Goal: Count how many lines of the records below contain the string "right", with uppercase and lowercase treated as different, and reply with only that number.

Material supplied:
** Begin **

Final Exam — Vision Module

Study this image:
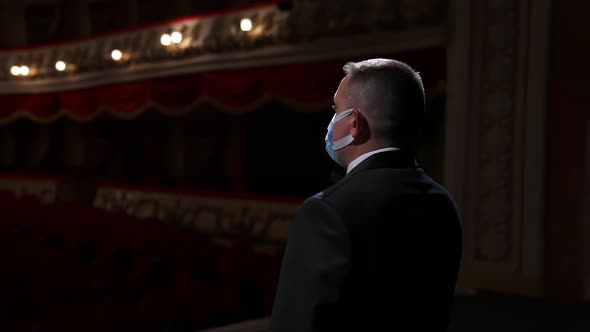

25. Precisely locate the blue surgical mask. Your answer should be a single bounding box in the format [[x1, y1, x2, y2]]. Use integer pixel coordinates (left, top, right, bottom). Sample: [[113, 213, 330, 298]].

** End **
** Begin **

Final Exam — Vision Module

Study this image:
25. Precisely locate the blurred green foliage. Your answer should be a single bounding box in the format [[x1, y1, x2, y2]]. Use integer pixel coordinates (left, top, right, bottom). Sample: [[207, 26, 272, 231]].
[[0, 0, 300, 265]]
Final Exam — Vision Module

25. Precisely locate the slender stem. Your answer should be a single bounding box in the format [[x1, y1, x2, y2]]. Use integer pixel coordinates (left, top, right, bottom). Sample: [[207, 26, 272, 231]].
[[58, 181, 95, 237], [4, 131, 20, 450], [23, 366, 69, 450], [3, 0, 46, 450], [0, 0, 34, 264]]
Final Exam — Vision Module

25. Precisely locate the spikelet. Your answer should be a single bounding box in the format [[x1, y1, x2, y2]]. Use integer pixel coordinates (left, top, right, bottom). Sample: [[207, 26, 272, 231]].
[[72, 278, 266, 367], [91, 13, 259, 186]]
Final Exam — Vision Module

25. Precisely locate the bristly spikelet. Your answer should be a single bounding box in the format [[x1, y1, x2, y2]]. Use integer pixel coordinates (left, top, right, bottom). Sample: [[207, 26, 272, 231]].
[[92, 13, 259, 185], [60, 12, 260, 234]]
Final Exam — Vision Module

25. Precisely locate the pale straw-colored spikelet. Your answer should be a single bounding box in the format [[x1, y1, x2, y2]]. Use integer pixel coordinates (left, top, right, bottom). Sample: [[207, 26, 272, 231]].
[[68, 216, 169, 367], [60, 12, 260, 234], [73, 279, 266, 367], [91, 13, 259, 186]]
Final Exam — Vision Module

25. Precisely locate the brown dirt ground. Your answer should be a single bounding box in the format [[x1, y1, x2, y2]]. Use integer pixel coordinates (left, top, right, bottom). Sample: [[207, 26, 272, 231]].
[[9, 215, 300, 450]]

** End **

Solution for this task: 7